● THE PROBLEM
Lines from the one containing "Where can you find the firefighter" through the end of the data are to be returned exactly, and no others.

● SOURCE RECORDS
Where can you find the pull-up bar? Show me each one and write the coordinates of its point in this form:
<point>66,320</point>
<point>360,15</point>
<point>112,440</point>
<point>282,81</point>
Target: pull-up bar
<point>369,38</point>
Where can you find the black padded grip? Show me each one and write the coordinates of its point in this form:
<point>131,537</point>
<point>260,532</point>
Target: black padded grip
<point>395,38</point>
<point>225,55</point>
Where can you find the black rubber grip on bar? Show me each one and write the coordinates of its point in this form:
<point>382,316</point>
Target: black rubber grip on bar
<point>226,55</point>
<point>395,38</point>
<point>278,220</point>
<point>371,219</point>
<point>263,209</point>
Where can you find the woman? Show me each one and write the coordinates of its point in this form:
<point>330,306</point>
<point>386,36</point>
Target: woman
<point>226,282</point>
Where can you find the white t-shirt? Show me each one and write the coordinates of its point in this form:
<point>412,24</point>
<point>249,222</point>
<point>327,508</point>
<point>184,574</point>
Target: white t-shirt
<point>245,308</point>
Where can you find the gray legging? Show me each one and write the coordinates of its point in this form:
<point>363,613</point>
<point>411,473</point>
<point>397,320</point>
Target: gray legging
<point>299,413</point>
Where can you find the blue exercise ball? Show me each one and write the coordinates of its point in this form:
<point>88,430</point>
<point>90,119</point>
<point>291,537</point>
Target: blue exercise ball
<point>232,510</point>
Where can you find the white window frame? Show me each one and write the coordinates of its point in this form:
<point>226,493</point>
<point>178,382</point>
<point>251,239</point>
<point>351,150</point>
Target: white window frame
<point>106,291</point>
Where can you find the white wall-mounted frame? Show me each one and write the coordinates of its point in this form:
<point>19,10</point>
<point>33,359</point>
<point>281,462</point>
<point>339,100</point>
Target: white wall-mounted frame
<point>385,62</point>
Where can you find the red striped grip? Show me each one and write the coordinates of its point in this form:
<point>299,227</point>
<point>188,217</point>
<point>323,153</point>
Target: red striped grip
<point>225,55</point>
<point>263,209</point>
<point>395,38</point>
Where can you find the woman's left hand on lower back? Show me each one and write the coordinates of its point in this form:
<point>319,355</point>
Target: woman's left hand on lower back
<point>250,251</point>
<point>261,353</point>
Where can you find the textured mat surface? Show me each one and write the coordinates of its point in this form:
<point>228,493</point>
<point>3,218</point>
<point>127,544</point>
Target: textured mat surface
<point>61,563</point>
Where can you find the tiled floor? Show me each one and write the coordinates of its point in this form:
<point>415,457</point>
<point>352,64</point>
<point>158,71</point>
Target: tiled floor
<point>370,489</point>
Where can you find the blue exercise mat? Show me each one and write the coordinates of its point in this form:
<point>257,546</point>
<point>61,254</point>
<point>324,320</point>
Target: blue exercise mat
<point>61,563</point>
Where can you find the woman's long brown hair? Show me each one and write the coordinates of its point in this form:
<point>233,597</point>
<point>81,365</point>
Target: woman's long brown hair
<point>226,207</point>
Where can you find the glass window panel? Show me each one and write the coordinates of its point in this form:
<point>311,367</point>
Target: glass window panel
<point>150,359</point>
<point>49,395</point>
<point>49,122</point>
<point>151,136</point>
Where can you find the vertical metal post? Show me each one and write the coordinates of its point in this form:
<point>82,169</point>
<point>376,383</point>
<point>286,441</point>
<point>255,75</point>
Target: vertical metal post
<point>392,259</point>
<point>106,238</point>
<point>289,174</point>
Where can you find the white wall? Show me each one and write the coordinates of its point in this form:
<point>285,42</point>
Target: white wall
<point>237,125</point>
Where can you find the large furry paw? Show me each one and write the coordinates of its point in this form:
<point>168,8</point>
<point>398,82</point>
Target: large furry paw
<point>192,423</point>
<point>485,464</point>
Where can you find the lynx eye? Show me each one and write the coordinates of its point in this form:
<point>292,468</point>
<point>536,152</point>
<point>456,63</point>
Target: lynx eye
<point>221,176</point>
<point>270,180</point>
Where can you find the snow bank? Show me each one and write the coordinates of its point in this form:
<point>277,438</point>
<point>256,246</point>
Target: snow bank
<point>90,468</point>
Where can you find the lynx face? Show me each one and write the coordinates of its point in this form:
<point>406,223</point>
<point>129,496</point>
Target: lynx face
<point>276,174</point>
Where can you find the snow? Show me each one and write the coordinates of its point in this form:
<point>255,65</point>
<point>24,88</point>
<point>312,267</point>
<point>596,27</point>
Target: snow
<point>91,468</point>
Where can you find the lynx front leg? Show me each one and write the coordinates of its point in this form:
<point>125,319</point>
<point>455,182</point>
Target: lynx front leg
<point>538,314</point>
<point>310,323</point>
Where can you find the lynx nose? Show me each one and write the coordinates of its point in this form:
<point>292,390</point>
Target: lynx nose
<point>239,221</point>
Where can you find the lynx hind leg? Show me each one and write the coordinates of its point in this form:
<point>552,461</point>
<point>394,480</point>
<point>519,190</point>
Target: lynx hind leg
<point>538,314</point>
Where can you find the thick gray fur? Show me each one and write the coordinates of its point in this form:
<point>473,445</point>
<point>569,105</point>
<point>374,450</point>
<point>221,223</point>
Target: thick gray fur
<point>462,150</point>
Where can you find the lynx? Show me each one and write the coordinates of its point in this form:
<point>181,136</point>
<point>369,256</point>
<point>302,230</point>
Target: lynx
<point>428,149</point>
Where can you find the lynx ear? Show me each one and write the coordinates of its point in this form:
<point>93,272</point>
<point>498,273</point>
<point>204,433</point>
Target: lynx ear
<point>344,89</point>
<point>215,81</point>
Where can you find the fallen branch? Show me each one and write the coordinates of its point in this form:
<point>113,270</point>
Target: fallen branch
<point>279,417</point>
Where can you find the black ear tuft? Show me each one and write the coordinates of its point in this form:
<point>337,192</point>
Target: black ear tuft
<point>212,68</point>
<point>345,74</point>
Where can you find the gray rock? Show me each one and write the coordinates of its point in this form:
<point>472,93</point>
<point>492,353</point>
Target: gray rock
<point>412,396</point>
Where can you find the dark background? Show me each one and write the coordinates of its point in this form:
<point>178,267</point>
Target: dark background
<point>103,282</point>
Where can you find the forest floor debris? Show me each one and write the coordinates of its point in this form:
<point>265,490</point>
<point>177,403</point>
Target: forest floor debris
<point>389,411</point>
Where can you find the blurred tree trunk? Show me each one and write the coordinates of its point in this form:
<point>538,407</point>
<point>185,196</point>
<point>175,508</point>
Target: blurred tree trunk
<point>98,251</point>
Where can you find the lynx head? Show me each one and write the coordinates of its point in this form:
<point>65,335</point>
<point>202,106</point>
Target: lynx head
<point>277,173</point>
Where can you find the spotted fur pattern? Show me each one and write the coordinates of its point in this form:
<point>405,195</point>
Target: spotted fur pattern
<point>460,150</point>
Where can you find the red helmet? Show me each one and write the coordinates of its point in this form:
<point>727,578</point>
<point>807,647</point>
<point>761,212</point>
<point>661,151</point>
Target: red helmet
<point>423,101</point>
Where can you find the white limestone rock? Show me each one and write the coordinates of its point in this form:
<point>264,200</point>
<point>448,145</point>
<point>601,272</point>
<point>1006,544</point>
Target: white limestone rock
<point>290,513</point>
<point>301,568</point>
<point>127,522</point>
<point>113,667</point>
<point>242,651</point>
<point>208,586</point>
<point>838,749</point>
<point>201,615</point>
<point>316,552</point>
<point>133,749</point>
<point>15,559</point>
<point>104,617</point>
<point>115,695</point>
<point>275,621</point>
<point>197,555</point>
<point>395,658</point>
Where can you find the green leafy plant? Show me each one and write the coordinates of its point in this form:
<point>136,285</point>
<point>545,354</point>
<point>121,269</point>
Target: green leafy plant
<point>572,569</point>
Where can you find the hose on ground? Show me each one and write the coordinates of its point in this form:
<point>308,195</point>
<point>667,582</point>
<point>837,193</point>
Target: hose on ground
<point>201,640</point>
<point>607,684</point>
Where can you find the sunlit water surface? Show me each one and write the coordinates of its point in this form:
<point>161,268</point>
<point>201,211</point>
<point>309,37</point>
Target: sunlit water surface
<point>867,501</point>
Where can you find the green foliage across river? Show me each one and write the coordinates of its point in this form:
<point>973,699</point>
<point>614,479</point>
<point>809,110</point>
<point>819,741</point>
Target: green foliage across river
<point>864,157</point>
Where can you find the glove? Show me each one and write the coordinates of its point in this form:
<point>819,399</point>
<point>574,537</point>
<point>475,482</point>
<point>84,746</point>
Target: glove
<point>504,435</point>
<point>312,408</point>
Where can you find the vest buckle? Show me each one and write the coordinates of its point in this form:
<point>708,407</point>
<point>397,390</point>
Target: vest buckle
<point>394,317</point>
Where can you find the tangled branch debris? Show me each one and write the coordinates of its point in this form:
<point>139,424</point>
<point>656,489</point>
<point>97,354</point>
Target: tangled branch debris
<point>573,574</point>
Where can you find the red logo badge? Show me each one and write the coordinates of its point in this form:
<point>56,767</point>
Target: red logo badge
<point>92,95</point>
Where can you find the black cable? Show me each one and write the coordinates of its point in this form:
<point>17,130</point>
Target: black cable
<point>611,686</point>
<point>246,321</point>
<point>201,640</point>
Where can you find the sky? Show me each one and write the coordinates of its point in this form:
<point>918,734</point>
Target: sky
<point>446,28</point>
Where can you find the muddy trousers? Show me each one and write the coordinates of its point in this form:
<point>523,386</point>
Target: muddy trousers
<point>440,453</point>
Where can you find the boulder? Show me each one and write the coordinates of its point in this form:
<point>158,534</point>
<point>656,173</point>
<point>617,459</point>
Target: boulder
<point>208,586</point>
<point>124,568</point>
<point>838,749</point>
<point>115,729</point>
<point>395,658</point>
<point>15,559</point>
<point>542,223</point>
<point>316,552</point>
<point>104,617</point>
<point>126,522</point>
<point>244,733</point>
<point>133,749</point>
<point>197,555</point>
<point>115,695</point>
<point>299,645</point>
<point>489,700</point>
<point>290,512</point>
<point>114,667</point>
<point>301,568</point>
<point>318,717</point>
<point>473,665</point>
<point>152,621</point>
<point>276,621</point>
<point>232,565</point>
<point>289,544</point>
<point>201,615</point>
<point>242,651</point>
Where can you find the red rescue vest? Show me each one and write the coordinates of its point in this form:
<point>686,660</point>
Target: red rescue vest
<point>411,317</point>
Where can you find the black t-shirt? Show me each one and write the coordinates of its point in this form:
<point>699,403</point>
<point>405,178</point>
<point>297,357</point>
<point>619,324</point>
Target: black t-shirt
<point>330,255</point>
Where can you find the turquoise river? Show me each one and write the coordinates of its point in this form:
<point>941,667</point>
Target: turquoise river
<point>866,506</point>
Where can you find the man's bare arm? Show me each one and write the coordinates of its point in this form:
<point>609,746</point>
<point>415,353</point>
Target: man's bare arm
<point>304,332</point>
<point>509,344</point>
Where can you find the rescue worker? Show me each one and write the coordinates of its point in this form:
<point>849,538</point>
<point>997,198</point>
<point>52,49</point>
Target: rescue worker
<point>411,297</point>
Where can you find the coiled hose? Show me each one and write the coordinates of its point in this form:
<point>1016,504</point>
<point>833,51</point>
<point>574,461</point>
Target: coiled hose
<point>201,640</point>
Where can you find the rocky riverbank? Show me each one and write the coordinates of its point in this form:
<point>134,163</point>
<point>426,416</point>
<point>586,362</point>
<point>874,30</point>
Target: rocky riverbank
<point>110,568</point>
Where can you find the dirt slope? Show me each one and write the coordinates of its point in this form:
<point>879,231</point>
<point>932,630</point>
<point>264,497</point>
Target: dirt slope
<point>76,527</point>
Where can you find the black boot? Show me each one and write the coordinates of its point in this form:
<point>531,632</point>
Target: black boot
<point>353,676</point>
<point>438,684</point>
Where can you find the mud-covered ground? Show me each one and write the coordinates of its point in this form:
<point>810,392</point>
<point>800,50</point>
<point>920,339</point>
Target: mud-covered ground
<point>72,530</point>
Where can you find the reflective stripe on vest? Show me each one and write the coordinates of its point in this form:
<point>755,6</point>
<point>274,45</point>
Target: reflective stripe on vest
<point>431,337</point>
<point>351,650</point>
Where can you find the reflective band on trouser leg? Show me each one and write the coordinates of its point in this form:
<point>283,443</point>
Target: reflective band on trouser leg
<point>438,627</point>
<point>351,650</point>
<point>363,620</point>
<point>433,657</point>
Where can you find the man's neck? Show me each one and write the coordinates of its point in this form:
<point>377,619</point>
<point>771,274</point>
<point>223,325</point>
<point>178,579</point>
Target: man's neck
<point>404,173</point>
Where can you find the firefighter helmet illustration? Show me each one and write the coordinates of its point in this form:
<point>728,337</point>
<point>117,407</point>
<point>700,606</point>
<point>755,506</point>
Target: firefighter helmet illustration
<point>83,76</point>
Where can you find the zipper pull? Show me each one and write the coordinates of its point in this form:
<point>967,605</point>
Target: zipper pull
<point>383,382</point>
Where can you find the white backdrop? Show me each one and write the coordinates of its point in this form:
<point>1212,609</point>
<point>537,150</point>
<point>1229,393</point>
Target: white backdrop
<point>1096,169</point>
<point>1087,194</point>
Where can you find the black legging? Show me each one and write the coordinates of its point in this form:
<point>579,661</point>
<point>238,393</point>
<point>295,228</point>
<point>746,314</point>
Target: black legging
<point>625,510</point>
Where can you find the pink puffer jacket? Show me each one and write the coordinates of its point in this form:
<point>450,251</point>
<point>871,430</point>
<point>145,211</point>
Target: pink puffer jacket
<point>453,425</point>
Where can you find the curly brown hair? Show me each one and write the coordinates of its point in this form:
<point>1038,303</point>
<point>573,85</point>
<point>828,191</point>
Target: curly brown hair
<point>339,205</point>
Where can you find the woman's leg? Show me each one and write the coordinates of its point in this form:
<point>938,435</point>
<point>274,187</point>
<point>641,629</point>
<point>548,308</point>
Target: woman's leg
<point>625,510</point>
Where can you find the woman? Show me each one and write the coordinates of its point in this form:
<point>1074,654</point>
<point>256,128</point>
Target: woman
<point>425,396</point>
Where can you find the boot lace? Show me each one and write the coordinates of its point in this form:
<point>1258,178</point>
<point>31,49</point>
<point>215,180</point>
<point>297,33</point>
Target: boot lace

● SOLUTION FOR THIS PROBLEM
Where can you find the firefighter helmet illustration? Show me each one and write the coordinates of its point in this form:
<point>728,337</point>
<point>117,407</point>
<point>700,606</point>
<point>755,506</point>
Target: firefighter helmet illustration
<point>83,76</point>
Where can you find the zipper pull? Show me each one and write the coordinates of its point in this form:
<point>967,605</point>
Target: zipper pull
<point>383,382</point>
Where can you find the white backdrop? Show me each one and write the coordinates of its point in this form:
<point>1212,609</point>
<point>537,150</point>
<point>1229,393</point>
Target: white backdrop
<point>1096,169</point>
<point>1087,194</point>
Where can you find the black legging? Show me each one and write the coordinates of its point in this form:
<point>579,661</point>
<point>238,393</point>
<point>295,228</point>
<point>746,314</point>
Target: black legging
<point>625,510</point>
Where can you find the pink puffer jacket? Show me each one and write the coordinates of its point in this form:
<point>450,251</point>
<point>871,430</point>
<point>145,211</point>
Target: pink puffer jacket
<point>453,425</point>
Where can you find the curly brown hair? Show me each one and write the coordinates of its point in this form:
<point>1038,303</point>
<point>573,85</point>
<point>828,191</point>
Target: curly brown hair
<point>339,205</point>
Where can you find the woman's leg? Show me each one and write the coordinates of its point in this form:
<point>938,435</point>
<point>274,187</point>
<point>641,629</point>
<point>548,308</point>
Target: woman's leg
<point>625,510</point>
Where can you find the woman? Show me each one and write the coordinates of its point in this form:
<point>1074,654</point>
<point>256,128</point>
Target: woman
<point>425,396</point>
Where can you find the boot lace? Show me each one and write the coordinates of its point in this form:
<point>1258,178</point>
<point>31,49</point>
<point>215,180</point>
<point>297,33</point>
Target: boot lace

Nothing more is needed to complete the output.